** start of Data for processing **

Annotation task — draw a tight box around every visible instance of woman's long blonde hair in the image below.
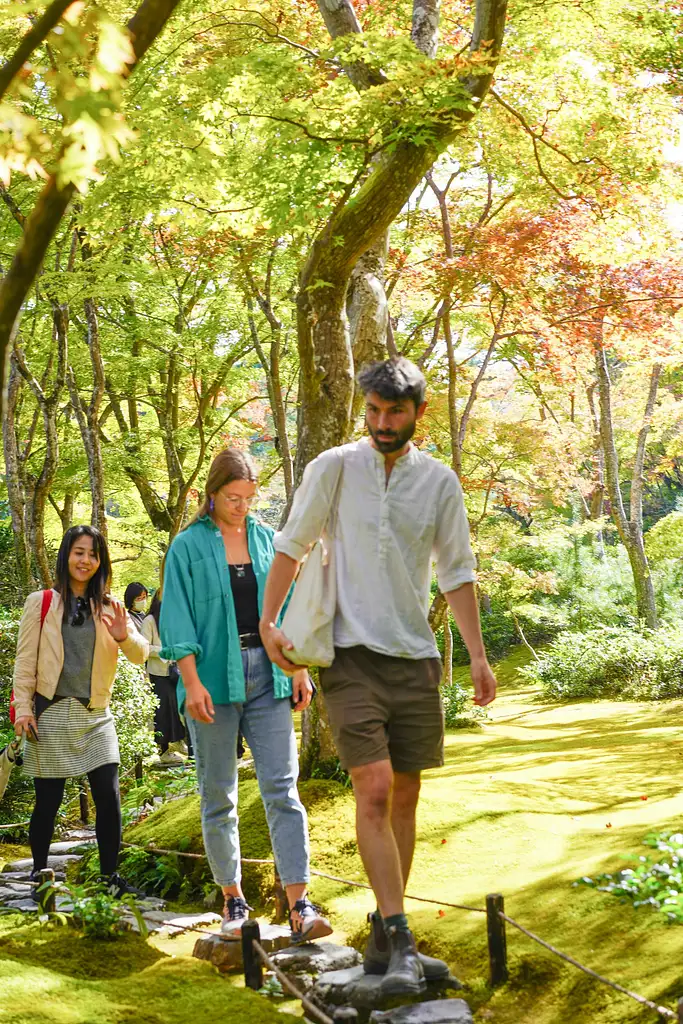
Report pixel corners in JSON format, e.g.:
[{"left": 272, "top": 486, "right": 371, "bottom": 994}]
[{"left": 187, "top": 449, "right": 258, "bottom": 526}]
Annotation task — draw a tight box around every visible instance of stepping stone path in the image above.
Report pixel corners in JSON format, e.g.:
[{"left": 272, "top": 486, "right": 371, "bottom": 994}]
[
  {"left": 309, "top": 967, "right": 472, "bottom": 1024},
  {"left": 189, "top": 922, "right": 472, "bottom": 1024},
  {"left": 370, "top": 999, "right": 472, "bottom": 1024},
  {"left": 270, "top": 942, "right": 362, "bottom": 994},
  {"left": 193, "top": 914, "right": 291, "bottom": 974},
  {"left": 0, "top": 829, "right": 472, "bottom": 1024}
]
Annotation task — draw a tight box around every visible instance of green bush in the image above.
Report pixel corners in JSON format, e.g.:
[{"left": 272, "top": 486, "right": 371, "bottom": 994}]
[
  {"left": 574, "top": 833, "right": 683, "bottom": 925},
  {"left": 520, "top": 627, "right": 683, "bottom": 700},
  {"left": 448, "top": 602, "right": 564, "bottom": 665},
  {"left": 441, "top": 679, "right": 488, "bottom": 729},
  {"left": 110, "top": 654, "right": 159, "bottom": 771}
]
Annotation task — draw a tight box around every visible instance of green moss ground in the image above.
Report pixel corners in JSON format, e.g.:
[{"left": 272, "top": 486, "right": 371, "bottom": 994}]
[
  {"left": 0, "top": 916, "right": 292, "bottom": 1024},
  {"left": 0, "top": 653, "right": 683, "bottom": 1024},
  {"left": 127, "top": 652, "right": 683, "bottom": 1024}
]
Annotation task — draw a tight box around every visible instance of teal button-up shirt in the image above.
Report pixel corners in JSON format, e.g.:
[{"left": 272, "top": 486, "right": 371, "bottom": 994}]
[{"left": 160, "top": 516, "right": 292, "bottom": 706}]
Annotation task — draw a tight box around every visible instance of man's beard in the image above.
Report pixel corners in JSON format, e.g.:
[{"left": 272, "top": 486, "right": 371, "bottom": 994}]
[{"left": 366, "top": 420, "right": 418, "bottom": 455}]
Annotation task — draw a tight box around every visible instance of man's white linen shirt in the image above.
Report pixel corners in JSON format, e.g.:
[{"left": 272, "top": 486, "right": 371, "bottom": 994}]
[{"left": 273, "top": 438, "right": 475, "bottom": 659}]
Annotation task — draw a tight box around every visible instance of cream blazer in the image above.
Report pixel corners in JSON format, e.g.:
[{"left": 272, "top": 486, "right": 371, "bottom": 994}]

** end of Data for processing **

• Task brief: Extract each line of the records above that contains the word "tight", copying those lines in full.

• Task result:
Annotation task — draw a tight box around every visible instance of woman's long blonde hair in the image below.
Annotation task — draw a tight box around every visible instance of stepping stone path in the image above.
Annotation task — draw a tight box around every visible instance of green bush in the image above.
Annotation task — draw a tight box around every visible instance of green moss ground in the image above.
Annotation task — draw a tight box around every visible instance of teal button-up shirt in the image above.
Annotation task — draw a tight box around every visible instance of man's beard in the image above.
Annotation task — draw a tight box around every visible instance of man's white linen shirt in the image above.
Annotation task — draw a tight box around every visible instance of cream blazer in the image above.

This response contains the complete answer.